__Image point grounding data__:
◆ ◆ ◆ ◆ ◆ ◆ ◆

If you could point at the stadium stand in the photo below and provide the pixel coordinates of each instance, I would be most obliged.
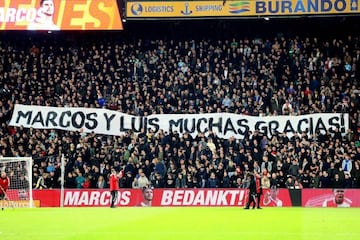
(171, 68)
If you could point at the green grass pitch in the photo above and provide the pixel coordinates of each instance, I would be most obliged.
(204, 223)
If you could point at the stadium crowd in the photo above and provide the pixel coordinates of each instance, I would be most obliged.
(271, 76)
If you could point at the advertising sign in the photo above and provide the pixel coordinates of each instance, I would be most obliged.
(238, 8)
(160, 198)
(59, 15)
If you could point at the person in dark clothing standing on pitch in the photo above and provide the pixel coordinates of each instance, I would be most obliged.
(258, 189)
(252, 191)
(114, 186)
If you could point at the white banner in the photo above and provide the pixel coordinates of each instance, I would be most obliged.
(225, 125)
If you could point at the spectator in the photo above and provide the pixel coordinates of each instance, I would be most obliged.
(137, 79)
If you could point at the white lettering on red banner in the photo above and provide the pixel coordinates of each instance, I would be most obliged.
(189, 197)
(94, 198)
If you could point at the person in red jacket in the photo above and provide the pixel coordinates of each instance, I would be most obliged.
(4, 185)
(114, 186)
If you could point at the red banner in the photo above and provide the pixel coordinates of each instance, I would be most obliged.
(330, 198)
(59, 15)
(160, 197)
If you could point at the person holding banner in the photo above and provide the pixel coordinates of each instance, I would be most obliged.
(44, 20)
(4, 185)
(114, 186)
(252, 192)
(258, 189)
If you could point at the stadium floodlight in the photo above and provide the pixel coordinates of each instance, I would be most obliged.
(19, 171)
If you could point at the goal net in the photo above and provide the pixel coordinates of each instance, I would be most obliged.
(19, 172)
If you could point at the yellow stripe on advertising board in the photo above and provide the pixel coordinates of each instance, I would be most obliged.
(231, 8)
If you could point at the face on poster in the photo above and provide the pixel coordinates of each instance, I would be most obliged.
(59, 15)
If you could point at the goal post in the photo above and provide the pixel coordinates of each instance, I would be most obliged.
(19, 172)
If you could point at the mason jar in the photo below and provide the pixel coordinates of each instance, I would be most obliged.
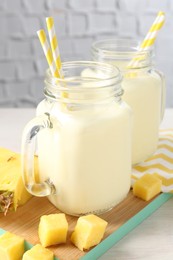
(144, 90)
(82, 137)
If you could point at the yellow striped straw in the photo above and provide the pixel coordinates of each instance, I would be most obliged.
(48, 53)
(150, 37)
(54, 44)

◆ ◆ ◆ ◆ ◆ ◆ ◆

__Requirement__:
Print all the entries again exactly as written, but without the pictures.

__Task response__:
If you could point at the stadium stand in the photo below and provide the pixel coordinates of each instance, I would be most obliged.
(171, 68)
If you could point at the green grass pitch in the photo above and provide the pixel coordinates of each instance, I would be most obliged.
(204, 223)
If you could point at the stadium crowd in the photo above and provide the pixel coordinates of each instance, I would be most obliged.
(271, 76)
If you could point at the advertising sign in the photo above and provide the pixel coordinates of each instance, I would be most obliged.
(238, 8)
(160, 198)
(59, 15)
If you could point at the person in dark clothing standing on pitch in the photo above and provide the pixel coordinates of each instance, I would be most obliged.
(258, 189)
(252, 191)
(114, 186)
If you could point at the white banner in the photo above and provide the pixel coordinates of each instance, I would be most obliged.
(225, 125)
If you could point at the spectator in the photo above and provide the pixel coordinates of each instance, I would be most obliged.
(137, 79)
If you could point at the white lettering on red banner in the photo above and provide the pixel coordinates of each instance, I would be most obliged.
(189, 197)
(94, 198)
If you could point at the person in red jacket in the photo above and provide the pixel coordinates of each instance, I would be most obliged.
(4, 185)
(114, 186)
If you could point at the red banner in the photo above and provide the pixel coordinates of each instance, I would be most obliged.
(330, 198)
(59, 15)
(160, 197)
If you could point at the person holding banner in the photo above and provide the pixel coordinates of each instance, I would be most obliged.
(44, 20)
(4, 185)
(114, 186)
(252, 192)
(258, 189)
If you could point at the stadium floodlight in the photo above and provide the pixel coordinates of each instance, I would be most obliged.
(19, 171)
If you could point at the goal net in the photo above and provide the pixel coordinates of each instance, I would be most obliged.
(19, 172)
If you could point at the yellow stripe on advertising board in the photo above and provide the pixel coordinates of each instance, I would be most obliged.
(231, 8)
If you could point at the face on poster in the photo above and provide the pixel coordinates of each instance, I would be most obliged.
(59, 15)
If you could point at the goal post in the photo above and provide the pixel coordinates of each instance, I would be most obliged.
(19, 172)
If you could point at the mason jar in the photo below and provide the pixel coordinates of each instance, I would be most obliged.
(144, 90)
(82, 137)
If you could point at the yellow striped straw in the photo above and provide the pixel coordinates of each instance, I would be most obliged.
(48, 53)
(150, 37)
(54, 44)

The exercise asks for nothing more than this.